[Selected excerpt]:
┏━━
2.3.1 Where is the Sun?

What to expect

In this activity, we will create and learn how to read a sun path diagram. This will help us understand where the sun will be in the sky at any date and time of the year. Using this information, we will create a simple heliodon that will allow us to visualize the sun's path with the help of the diagram.

Connections

In our previous activities, we explored the technical features of hardware such as servos, DC motors, and sensors. To create a solar panel that tracks the sun, we must know the technical constraints and how to accurately predict where the sun will be at any time and date. This activity will help familiarize you with the sun’s path throughout the year.

Materials

Cardboard
String
Clip Pin
Hot Glue Sticks
Tape
Protractor
Ruler

Instructions

We will learn terms like elevation, azimuth, and zenith angles to help us pinpoint the sun’s location at any time of the day. This information will allow us to point the solar panel directly at the sun.
┗━━
[Dataset content]:
┏━━
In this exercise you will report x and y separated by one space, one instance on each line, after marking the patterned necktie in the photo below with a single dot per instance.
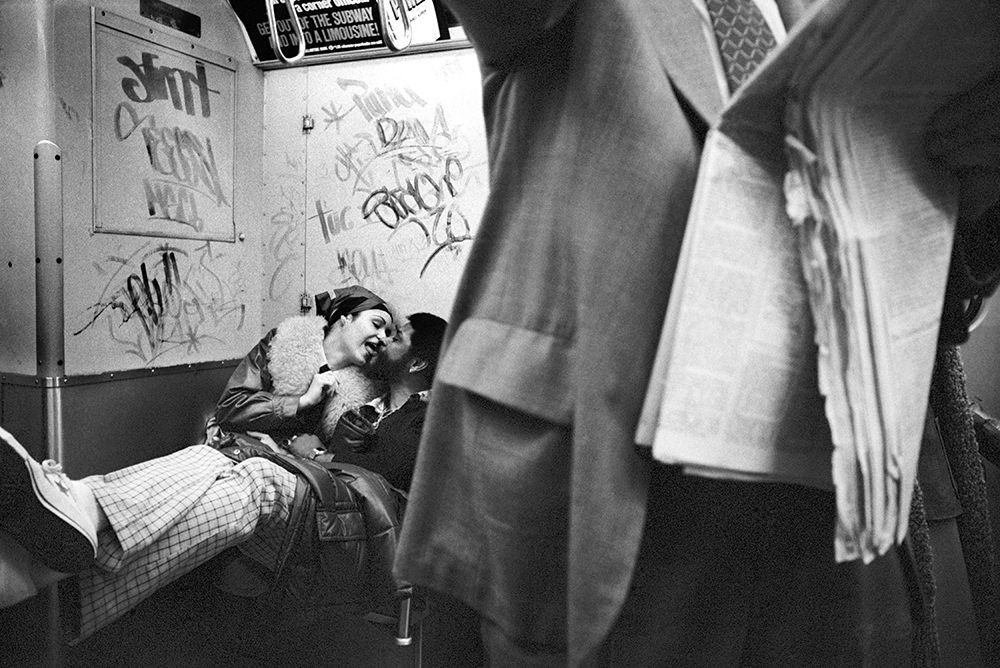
743 35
┗━━
[Written instruction A]: In the sun path activity, what will the simple heliodon let us visualize?
[Written instruction B]: Please reproduce the passage of the sun path activity starting with "2.3.1 Where is" and going on through "throughout the year.".
The lines play no role here.

[Task result A]: The sun's path, with the help of the sun path diagram.

[Task result B]:
2.3.1 Where is the Sun?

What to expect

In this activity, we will create and learn how to read a sun path diagram. This will help us understand where the sun will be in the sky at any date and time of the year. Using this information, we will create a simple heliodon that will allow us to visualize the sun's path with the help of the diagram.

Connections

In our previous activities, we explored the technical features of hardware such as servos, DC motors, and sensors. To create a solar panel that tracks the sun, we must know the technical constraints and how to accurately predict where the sun will be at any time and date. This activity will help familiarize you with the sun’s path throughout the year.